◆ **Input for this task**:

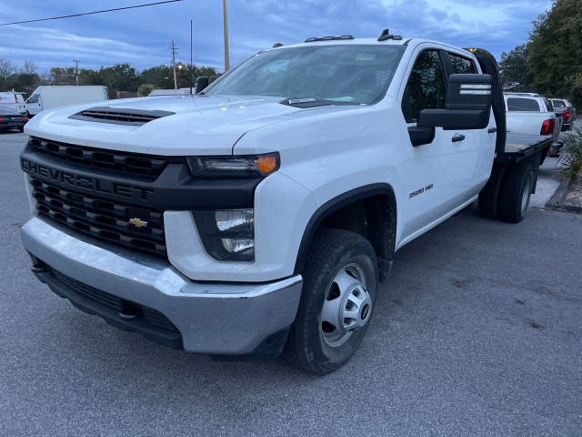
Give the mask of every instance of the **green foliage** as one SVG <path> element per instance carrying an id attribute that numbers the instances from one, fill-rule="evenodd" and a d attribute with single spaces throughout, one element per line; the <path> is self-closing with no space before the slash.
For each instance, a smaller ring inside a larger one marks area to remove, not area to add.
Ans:
<path id="1" fill-rule="evenodd" d="M 137 88 L 137 96 L 141 97 L 146 97 L 147 96 L 149 96 L 149 93 L 151 93 L 155 89 L 156 86 L 151 84 L 140 85 L 139 88 Z"/>
<path id="2" fill-rule="evenodd" d="M 536 89 L 582 104 L 582 8 L 579 0 L 554 0 L 534 22 L 527 53 Z"/>
<path id="3" fill-rule="evenodd" d="M 24 68 L 18 69 L 12 61 L 0 59 L 0 91 L 14 89 L 29 95 L 41 82 L 35 68 L 31 61 L 25 61 Z"/>
<path id="4" fill-rule="evenodd" d="M 582 175 L 582 127 L 577 127 L 566 136 L 558 163 L 562 178 Z"/>
<path id="5" fill-rule="evenodd" d="M 509 53 L 501 54 L 499 74 L 505 91 L 526 92 L 532 86 L 532 74 L 528 65 L 527 46 L 522 44 Z"/>

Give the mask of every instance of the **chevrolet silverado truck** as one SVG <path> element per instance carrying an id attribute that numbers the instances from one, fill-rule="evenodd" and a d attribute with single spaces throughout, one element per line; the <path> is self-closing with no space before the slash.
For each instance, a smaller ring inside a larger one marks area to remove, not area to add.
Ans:
<path id="1" fill-rule="evenodd" d="M 551 143 L 507 139 L 487 52 L 387 30 L 25 132 L 22 241 L 55 293 L 166 346 L 316 374 L 356 352 L 396 250 L 476 200 L 520 221 Z"/>

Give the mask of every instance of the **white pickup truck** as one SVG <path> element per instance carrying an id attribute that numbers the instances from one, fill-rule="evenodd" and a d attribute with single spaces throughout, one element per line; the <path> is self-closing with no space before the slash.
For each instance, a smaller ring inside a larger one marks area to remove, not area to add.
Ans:
<path id="1" fill-rule="evenodd" d="M 477 198 L 522 219 L 551 137 L 506 141 L 497 75 L 385 31 L 276 45 L 197 95 L 45 111 L 20 158 L 33 271 L 154 341 L 332 371 L 396 250 Z"/>
<path id="2" fill-rule="evenodd" d="M 551 135 L 559 141 L 564 120 L 550 100 L 535 93 L 504 93 L 507 132 Z"/>

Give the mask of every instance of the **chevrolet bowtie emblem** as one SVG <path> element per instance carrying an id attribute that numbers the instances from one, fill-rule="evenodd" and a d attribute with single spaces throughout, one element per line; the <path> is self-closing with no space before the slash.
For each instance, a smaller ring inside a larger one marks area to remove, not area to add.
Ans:
<path id="1" fill-rule="evenodd" d="M 147 222 L 140 218 L 130 218 L 129 224 L 134 225 L 135 228 L 146 228 L 147 226 Z"/>

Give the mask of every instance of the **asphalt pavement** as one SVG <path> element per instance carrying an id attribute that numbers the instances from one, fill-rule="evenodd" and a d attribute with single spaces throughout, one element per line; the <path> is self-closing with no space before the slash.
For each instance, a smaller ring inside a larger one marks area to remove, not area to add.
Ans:
<path id="1" fill-rule="evenodd" d="M 582 215 L 466 208 L 396 253 L 356 355 L 312 377 L 166 349 L 49 291 L 19 239 L 25 142 L 0 133 L 0 435 L 581 434 Z"/>

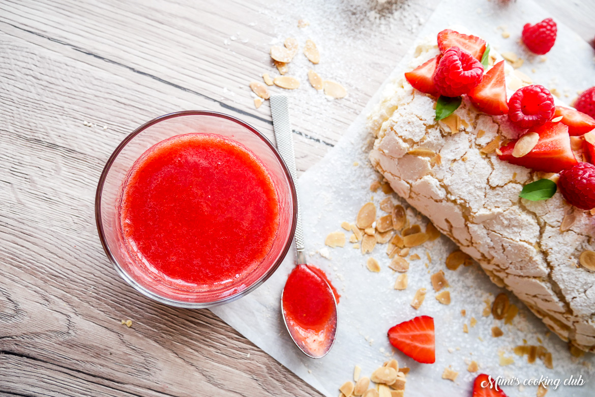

◆ **Aim of the task**: Rewrite the lines from the one with "Give the mask of every instance of the **chevrolet silverado" up to and including the one with "551 143 L 507", putting "inner ring" in place of "smaller ring" and changing nothing else. Give only those lines.

◆ **Final answer**:
Give the mask of every instance of the **chevrolet silverado truck** as one SVG <path> element per instance carrying an id attribute that numbers the instances from one, fill-rule="evenodd" and a d attribute with single spaces throughout, one element per line; the <path> is self-closing with no space before the slash.
For each instance, a inner ring inside a larger one marks area to remove, not area to add.
Ans:
<path id="1" fill-rule="evenodd" d="M 551 143 L 507 139 L 487 52 L 387 30 L 25 132 L 22 241 L 55 293 L 166 346 L 316 374 L 356 352 L 396 250 L 476 200 L 520 221 Z"/>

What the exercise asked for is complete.